**WHAT YOU SHOULD DO:**
Skip the pictures. Reproduce all other material exactly.

====== DATA TO USE

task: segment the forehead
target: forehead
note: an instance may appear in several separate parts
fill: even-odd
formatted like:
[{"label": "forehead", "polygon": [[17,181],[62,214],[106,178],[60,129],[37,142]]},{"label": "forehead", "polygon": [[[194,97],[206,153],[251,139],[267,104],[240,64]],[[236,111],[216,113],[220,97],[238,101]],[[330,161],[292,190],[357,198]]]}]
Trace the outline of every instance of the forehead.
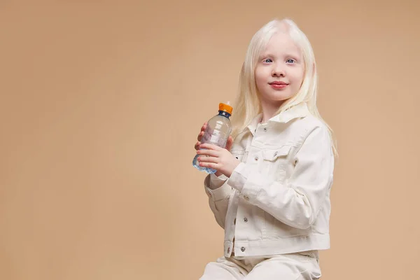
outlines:
[{"label": "forehead", "polygon": [[287,32],[276,32],[268,41],[263,54],[279,55],[287,52],[295,55],[300,55],[300,50]]}]

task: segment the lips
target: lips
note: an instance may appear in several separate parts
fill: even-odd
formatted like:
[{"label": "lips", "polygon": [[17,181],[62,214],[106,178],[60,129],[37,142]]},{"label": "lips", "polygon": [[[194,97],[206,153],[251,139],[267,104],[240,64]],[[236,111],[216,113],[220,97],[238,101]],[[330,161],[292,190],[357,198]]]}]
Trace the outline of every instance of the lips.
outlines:
[{"label": "lips", "polygon": [[287,83],[284,83],[284,82],[281,82],[281,81],[274,81],[274,82],[269,83],[269,84],[270,85],[288,85]]}]

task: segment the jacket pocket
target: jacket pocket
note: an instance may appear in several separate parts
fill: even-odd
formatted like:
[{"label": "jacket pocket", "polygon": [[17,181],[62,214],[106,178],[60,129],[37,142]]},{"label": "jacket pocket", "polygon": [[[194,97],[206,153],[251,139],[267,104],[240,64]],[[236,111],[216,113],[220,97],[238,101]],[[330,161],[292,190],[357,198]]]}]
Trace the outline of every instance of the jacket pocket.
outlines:
[{"label": "jacket pocket", "polygon": [[232,150],[230,153],[239,160],[241,162],[244,162],[245,161],[245,151],[244,150]]},{"label": "jacket pocket", "polygon": [[279,158],[286,158],[290,150],[291,146],[284,146],[276,149],[266,149],[262,150],[264,160],[275,162]]},{"label": "jacket pocket", "polygon": [[273,149],[262,150],[264,158],[261,172],[267,178],[284,182],[286,179],[290,146],[283,146]]}]

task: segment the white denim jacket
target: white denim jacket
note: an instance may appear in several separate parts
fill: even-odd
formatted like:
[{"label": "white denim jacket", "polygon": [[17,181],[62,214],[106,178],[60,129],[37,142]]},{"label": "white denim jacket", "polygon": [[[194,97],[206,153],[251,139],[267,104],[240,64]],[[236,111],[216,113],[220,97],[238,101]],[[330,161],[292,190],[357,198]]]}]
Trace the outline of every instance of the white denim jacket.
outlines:
[{"label": "white denim jacket", "polygon": [[204,188],[225,229],[224,255],[276,255],[330,248],[334,156],[326,126],[302,103],[234,139],[241,163]]}]

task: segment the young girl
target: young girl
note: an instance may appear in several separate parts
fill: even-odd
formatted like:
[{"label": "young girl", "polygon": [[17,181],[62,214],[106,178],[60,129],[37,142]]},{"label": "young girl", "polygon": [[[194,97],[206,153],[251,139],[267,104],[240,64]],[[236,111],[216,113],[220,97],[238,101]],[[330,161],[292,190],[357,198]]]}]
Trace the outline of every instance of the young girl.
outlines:
[{"label": "young girl", "polygon": [[195,146],[206,155],[200,164],[217,170],[204,187],[225,230],[224,256],[200,279],[318,279],[336,150],[316,108],[313,50],[295,22],[256,32],[239,85],[226,148],[201,144],[206,123]]}]

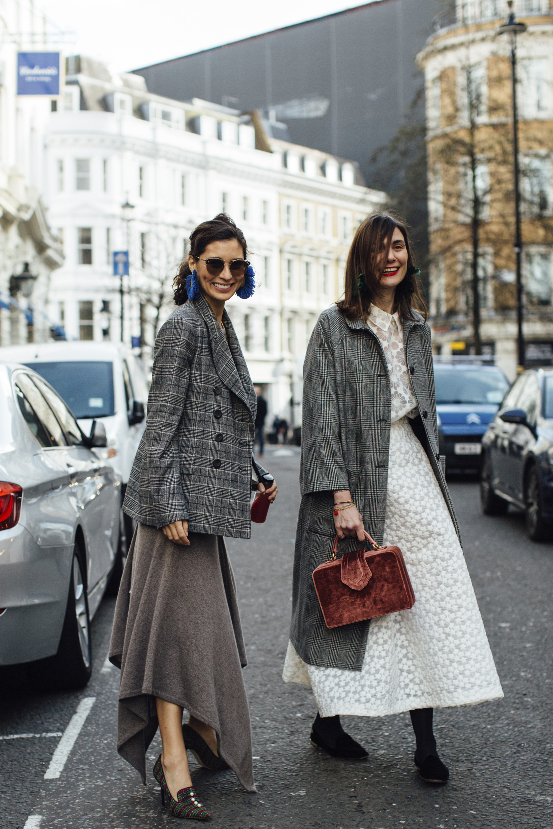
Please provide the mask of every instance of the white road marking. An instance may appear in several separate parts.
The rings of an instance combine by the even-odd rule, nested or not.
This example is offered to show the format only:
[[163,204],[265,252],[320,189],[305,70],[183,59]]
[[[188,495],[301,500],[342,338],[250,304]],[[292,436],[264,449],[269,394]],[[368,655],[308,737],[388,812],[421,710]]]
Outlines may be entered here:
[[80,701],[76,711],[69,721],[69,725],[63,733],[61,739],[57,744],[56,751],[50,761],[50,765],[44,775],[45,780],[53,780],[59,778],[65,765],[65,762],[71,749],[75,745],[75,741],[80,733],[80,730],[85,725],[85,720],[90,713],[90,709],[96,701],[95,696],[85,696]]
[[23,739],[27,737],[61,737],[61,731],[43,731],[42,734],[6,734],[0,739]]
[[100,670],[99,672],[100,673],[109,673],[109,671],[112,671],[114,667],[115,667],[115,666],[112,665],[111,662],[109,662],[109,657],[106,657],[105,659],[104,659],[104,664],[102,665],[102,667],[101,667],[101,670]]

============

**COMPLETED EXERCISE:**
task: segment the forehead
target: forehead
note: an instance may appear in several separate parts
fill: even-odd
formatted like:
[{"label": "forehead", "polygon": [[17,181],[62,214],[106,178],[60,129],[37,142]]},{"label": "forehead", "polygon": [[[194,97],[206,153],[251,139],[267,104],[240,64]],[[236,111],[216,113],[220,97],[238,101]],[[330,161],[292,190],[357,198]]]}]
Trace the outline of every instance of the forehead.
outlines:
[{"label": "forehead", "polygon": [[287,32],[276,32],[268,41],[263,54],[279,55],[287,52],[295,55],[300,55],[300,50]]}]

task: segment the lips
target: lips
note: an instance may appear in several separate parts
fill: even-odd
formatted like:
[{"label": "lips", "polygon": [[17,181],[62,214],[106,178],[60,129],[37,142]]},{"label": "lips", "polygon": [[[194,97],[206,153],[251,139],[267,104],[240,64]],[[236,111],[216,113],[220,97],[238,101]],[[330,161],[292,190],[357,198]]]}]
Trace the outline of every instance of the lips.
outlines:
[{"label": "lips", "polygon": [[287,83],[284,83],[284,82],[281,82],[281,81],[274,81],[274,82],[269,83],[269,84],[270,85],[288,85]]}]

task: segment the jacket pocket
target: jacket pocket
note: an instance may appear in several separate parts
fill: even-odd
formatted like:
[{"label": "jacket pocket", "polygon": [[17,181],[62,214],[106,178],[60,129],[37,142]]},{"label": "jacket pocket", "polygon": [[[194,97],[206,153],[251,139],[267,104],[240,64]],[[236,111],[216,113],[220,97],[238,101]],[[330,161],[292,190],[357,198]]]}]
Trace the outline of every instance of the jacket pocket.
outlines:
[{"label": "jacket pocket", "polygon": [[232,150],[230,153],[239,160],[241,162],[244,162],[245,161],[245,151],[244,150]]},{"label": "jacket pocket", "polygon": [[279,158],[286,158],[290,150],[291,146],[284,146],[276,149],[266,149],[262,150],[264,160],[275,162]]},{"label": "jacket pocket", "polygon": [[273,149],[262,150],[264,158],[261,172],[267,178],[284,182],[286,179],[290,146],[283,146]]}]

task: segment the white denim jacket
target: white denim jacket
note: an instance may appear in several separate parts
fill: even-odd
formatted like:
[{"label": "white denim jacket", "polygon": [[17,181],[62,214],[106,178],[60,129],[37,142]]},{"label": "white denim jacket", "polygon": [[[194,97],[206,153],[251,139],[267,104],[240,64]],[[236,111],[216,113],[220,97],[238,101]],[[330,161],[292,190],[357,198]]]}]
Trace the outline of every instance of the white denim jacket.
outlines:
[{"label": "white denim jacket", "polygon": [[204,188],[225,229],[224,255],[276,255],[330,248],[334,156],[326,126],[302,103],[234,139],[241,163]]}]

task: segment the young girl
target: young girl
note: an instance may appear in several separate parts
fill: even-odd
formatted like:
[{"label": "young girl", "polygon": [[17,181],[62,214],[106,178],[60,129],[37,142]]},{"label": "young girl", "polygon": [[[194,97],[206,153],[251,139],[267,104],[240,64]],[[236,111],[216,113],[220,97],[238,101]],[[330,161],[292,190],[357,198]]]}]
Trace the outline of every instance of the young girl.
outlines:
[{"label": "young girl", "polygon": [[195,146],[206,155],[200,164],[217,170],[204,187],[225,230],[224,256],[200,279],[318,279],[336,150],[316,108],[313,50],[295,22],[256,32],[239,85],[226,148],[201,144],[206,123]]}]

Please provide the mask of every instance of the white road marking. An instance may appear in several separate parts.
The rings of an instance combine by the even-odd rule, nested or not.
This example is offered to show the format only:
[[163,204],[265,252],[320,189],[305,70],[183,59]]
[[[188,495],[301,500],[342,338],[250,304]],[[292,436],[264,449],[269,394]],[[368,655],[308,737],[388,812],[421,710]]]
Outlines may be entered here:
[[80,701],[76,711],[69,721],[69,725],[63,733],[61,739],[57,744],[56,751],[50,761],[50,765],[44,775],[45,780],[53,780],[59,778],[65,765],[65,762],[71,749],[75,745],[75,741],[80,733],[80,730],[85,725],[85,720],[90,713],[90,709],[96,701],[95,696],[85,696]]
[[23,739],[27,737],[61,737],[61,731],[43,731],[42,734],[6,734],[0,739]]
[[100,670],[99,672],[100,673],[109,673],[109,671],[112,671],[114,667],[115,667],[115,666],[112,665],[111,662],[109,662],[109,657],[106,657],[105,659],[104,659],[104,664],[102,665],[102,667],[101,667],[101,670]]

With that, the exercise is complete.